__Texte à lire__.
________________________________________
Si Makine est redevable à la France de son accueil, la France, et derrière elle toute la francophonie, lui doit une éternelle gratitude pour la manière dont il a sublimé notre langue… et notre humanité !
Un peu difficile à lire.car pas vraiment de trame,mais tellement bien ecrit
Prix Médicis, Prix Goncourt et Prix Goncourt des Lycéens en 1995
Avec de telles récompenses, un fait rarissime, il faut bien reconnaître que ce fut le livre de l’année 1995. Malgré le temps passé, nous étions curieux de réparer une négligence bien regrettable, à l’époque.
Dire qu’on avait refusé la nationalité française à un tel homme ! Fou amoureux de notre langue et de notre culture, Andreï Makine est né à Krasnoïarsk, en Sibérie, le 10 septembre 1957 mais a été élevé en français par sa grand-mère, Charlotte, fille de Norbert et Albertine Lemonnier : « Quant au français, nous le considérions comme un dialecte familial. » Égarée dans l’immensité neigeuse de la Russie, elle avait même appris aux femmes russes à dire « petite pomme »…lorsqu’on les prenait en photo…
Avec son style plein de sensibilité et de poésie, dans un français parfait, l’auteur fait revivre ses souvenirs d’enfance, retrouvant les photos de sa grand-mère lorsqu’elle était enfant et les traces d’un lointain amoureux français, avant grand-père Fiodor. Il y a aussi les articles de presse que Charlotte aimait à découper.
Andreï Makine fait revivre cette ville de Saranza, au bord des steppes, des souvenirs d’un charme indéfinissable, sa grand-mère qui n’allait pas s’asseoir avec les babouchkas qui l’appelaient « Choura » et les transformations apportées par la Révolution. L’église avait été amputée de sa coupole et transformée en cinéma…
Alternant sa découverte progressive de notre pays et de Paris en particulier, avec la vie mouvementée de sa grand-mère, l’auteur détaille le retour de Charlotte en Russie, en 1921, comme infirmière de la Croix-Rouge parce qu’elle parle russe. La description de son voyage depuis Moscou jusqu’en Sibérie, dans un continent repu de sang, nous fait côtoyer l’horreur car elle découvre l’enfer.
________________________________________
__Données sources__.
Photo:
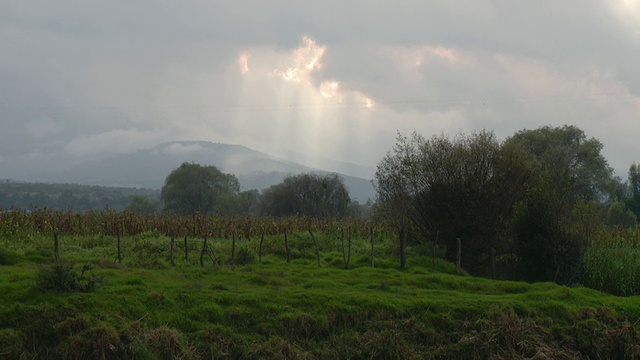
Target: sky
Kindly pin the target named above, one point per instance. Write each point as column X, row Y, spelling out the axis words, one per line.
column 86, row 79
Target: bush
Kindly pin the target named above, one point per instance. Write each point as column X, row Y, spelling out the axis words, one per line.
column 245, row 256
column 6, row 258
column 61, row 277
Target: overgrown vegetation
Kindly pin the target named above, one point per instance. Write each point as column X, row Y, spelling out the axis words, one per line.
column 291, row 310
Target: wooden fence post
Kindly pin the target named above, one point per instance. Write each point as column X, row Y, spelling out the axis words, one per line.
column 119, row 248
column 315, row 243
column 373, row 255
column 186, row 250
column 286, row 245
column 349, row 251
column 403, row 248
column 261, row 242
column 173, row 240
column 459, row 257
column 233, row 249
column 493, row 263
column 56, row 246
column 204, row 250
column 435, row 246
column 344, row 252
________________________________________
__Travail à réaliser__.
a – Répondez brièvement à ces questions sur le texte consacré à Andreï Makine :
(i) Où et à quelle date Andreï Makine est-il né ?
(ii) Quelles récompenses sont mentionnées pour l'année 1995 ?
(iii) En quoi l'église de Saranza avait-elle été transformée ?
b – Rédigez la suite du texte consacré à Andreï Makine, en reprenant après sa dernière phrase.

__Résultats attendus__.
a –
(i) À Krasnoïarsk, en Sibérie, le 10 septembre 1957.
(ii) Le prix Médicis, le prix Goncourt et le prix Goncourt des Lycéens.
(iii) En cinéma, après avoir été amputée de sa coupole.

b –
Toujours avec beaucoup de sensibilité, Andreï Makine nous fait partager le quotidien de ces femmes qui doivent surmonter les rigueurs d’un hiver qui tombe d’un seul coup, protégées seulement par leur isba.
Foisonnant de références historiques, le livre fait revivre la visite du tsar Nicolas II à Paris et la mort, quelques années après, de Félix Faure, le Président de la République qui l’avait reçu. Mort, à 58 ans, dans les bras de sa maîtresse, Marguerite Steinheil…Pour le jeune Andreï, ébahi, c’est la preuve du romanesque de cette France qui l’attire tant : « Les amants de l’Elysée m’aidèrent à comprendre Madame Bovary. » Les Français, toujours en train de revendiquer, l’étonnent beaucoup car ils ne sont jamais contents du statu quo, ce sont des mutins-nés, des contestataires par conviction, des râleurs professionnels. Les idées et les images s’entrechoquent, se poursuivent, se contredisent dans un amour-haine de la France où il n’arrive à faire éditer ses premiers livres qu’en faisant croire qu’ils sont traduits du russe…
Il serait bien vain de vouloir détailler tout ce qui foisonne dans ce roman autobiographique tellement émouvant et révélateur de ce que fut la vie d’une famille au fil de l’Histoire. "Le Testament français" est accompagné d’un autre texte du même auteur : "Confession d’un porte-drapeau déchu", une autre description de la vie de gens du peuple, en Russie.